## PROBLEM STATEMENT
Below are the records; copy each line in which "instance" occurs.

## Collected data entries
________________________

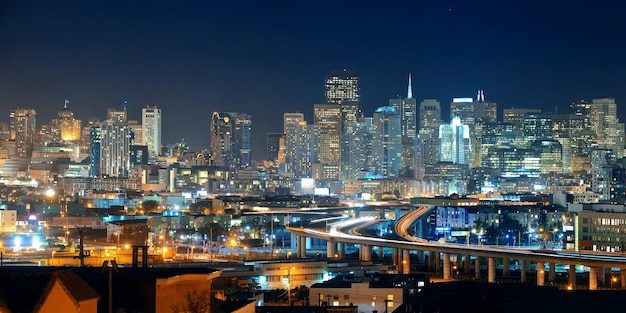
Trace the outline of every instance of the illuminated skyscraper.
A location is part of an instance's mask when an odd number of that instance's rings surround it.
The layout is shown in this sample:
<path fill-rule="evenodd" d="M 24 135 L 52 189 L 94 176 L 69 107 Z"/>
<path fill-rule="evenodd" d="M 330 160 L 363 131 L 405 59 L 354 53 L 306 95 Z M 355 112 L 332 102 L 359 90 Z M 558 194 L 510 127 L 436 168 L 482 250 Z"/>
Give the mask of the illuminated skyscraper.
<path fill-rule="evenodd" d="M 511 108 L 502 110 L 502 120 L 513 125 L 513 130 L 524 131 L 524 116 L 526 113 L 540 113 L 540 109 Z"/>
<path fill-rule="evenodd" d="M 341 105 L 316 104 L 313 107 L 315 127 L 315 162 L 319 164 L 316 179 L 339 179 L 341 170 Z"/>
<path fill-rule="evenodd" d="M 284 113 L 285 172 L 299 179 L 311 177 L 312 125 L 307 125 L 302 113 Z"/>
<path fill-rule="evenodd" d="M 209 153 L 212 165 L 233 171 L 251 163 L 252 117 L 245 113 L 214 112 Z"/>
<path fill-rule="evenodd" d="M 278 153 L 280 150 L 280 142 L 284 140 L 285 134 L 283 133 L 268 133 L 266 142 L 267 149 L 265 159 L 267 161 L 277 162 L 278 161 Z"/>
<path fill-rule="evenodd" d="M 325 103 L 359 102 L 359 77 L 351 70 L 333 71 L 324 80 Z"/>
<path fill-rule="evenodd" d="M 69 101 L 65 100 L 63 110 L 58 113 L 58 123 L 61 129 L 61 140 L 65 142 L 80 141 L 83 123 L 74 118 L 74 113 L 67 108 Z"/>
<path fill-rule="evenodd" d="M 36 115 L 33 109 L 11 111 L 11 139 L 15 141 L 15 156 L 30 158 L 33 155 Z"/>
<path fill-rule="evenodd" d="M 402 128 L 402 166 L 413 167 L 415 153 L 415 138 L 417 136 L 417 102 L 413 98 L 411 74 L 406 98 L 389 99 L 389 106 L 400 115 Z"/>
<path fill-rule="evenodd" d="M 617 104 L 613 98 L 593 99 L 591 125 L 596 131 L 598 147 L 612 149 L 618 159 L 624 156 L 624 123 L 617 118 Z"/>
<path fill-rule="evenodd" d="M 439 160 L 455 164 L 471 164 L 469 126 L 455 117 L 452 123 L 439 127 Z"/>
<path fill-rule="evenodd" d="M 401 117 L 396 109 L 385 106 L 376 109 L 372 119 L 372 159 L 376 173 L 383 177 L 398 177 L 402 168 Z"/>
<path fill-rule="evenodd" d="M 128 177 L 131 170 L 131 145 L 133 132 L 126 121 L 126 107 L 123 111 L 108 110 L 109 118 L 100 124 L 100 129 L 92 129 L 92 144 L 99 141 L 100 149 L 92 149 L 100 154 L 97 175 Z M 99 138 L 97 136 L 99 135 Z"/>
<path fill-rule="evenodd" d="M 147 106 L 141 109 L 141 142 L 148 146 L 150 157 L 161 153 L 161 109 Z"/>
<path fill-rule="evenodd" d="M 539 139 L 552 139 L 552 113 L 524 114 L 524 147 Z"/>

________________________

## SOLVED PROBLEM
Trace the outline of every instance of the illuminated skyscraper.
A location is part of an instance's mask when an odd number of that instance's rings surround it.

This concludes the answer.